■ TEXT ■
§

DSPy + RAG Evaluation Ops in Production

How to turn DSPy and RAG evaluation into a production release loop with golden sets, retrieval checks, generation rubrics, regression thresholds, and versioned prompt programs.

By Jovani Pink February 24, 2026 6 min — Platform & AI Engineering

Outcome focus: Promoted the note into an essay by defining a repeatable RAG evaluation workflow that separates retrieval quality from generation quality and blocks prompt-program regressions before release.

DSPy is useful when it stops being an experiment and becomes part of the release workflow.

The first mistake is treating prompt optimization like a one-time tuning step. A RAG system changes whenever documents change, chunking changes, embeddings change, prompts change, tools change, or the product asks different questions. A good prompt program can become bad without anyone touching the model.

That is why I treat DSPy and RAG evaluation as ops, not notebook work.

The production problem#

A RAG system can fail in two different places:

  1. retrieval did not bring the right evidence,
  2. generation did not use the evidence correctly.

If those are scored together, the fix becomes guesswork.

A bad answer might need better chunking, better metadata filters, a revised retriever, a changed prompt program, stricter citation rules, or a different abstention behavior. The evaluation pipeline should tell you which layer failed.

Evaluation dimensions#

I start with a small table of dimensions instead of one blended score.

DimensionQuestionExample metric
Retrieval recallDid the right source appear?gold doc in top-k
Retrieval precisionWere irrelevant chunks avoided?relevant chunk ratio
GroundingDid answer use retrieved evidence?citation support score
CompletenessDid answer address required facts?rubric pass/fail
AbstentionDid system refuse when evidence was missing?correct abstention rate
FormatDid answer match product contract?schema validation
RegressionDid known cases stay fixed?pinned case pass rate

This is the artifact I want every RAG release to have. If a metric is not tied to a decision, delete it. If a release can regress without a metric catching it, add the metric.

Golden set shape#

The golden set should include more than happy-path questions.

rag-golden-case.yaml
id: refund-policy-conflict-003
question: "Can a premium customer get a refund after 45 days if the product was never activated?"

§

■ AVAILABLE DATA ■
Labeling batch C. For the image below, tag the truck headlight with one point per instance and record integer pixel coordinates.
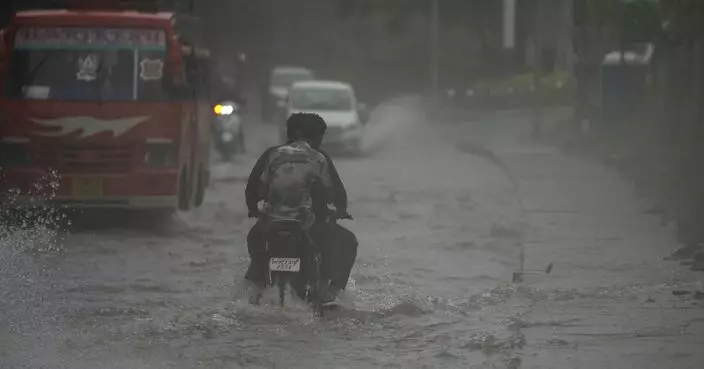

§

■ GIVEN TASK ■
List every evaluation dimension named in the table of the DSPy and RAG evaluation article.

■ COMPLETED TASK ■
Retrieval recall, Retrieval precision, Grounding, Completeness, Abstention, Format, Regression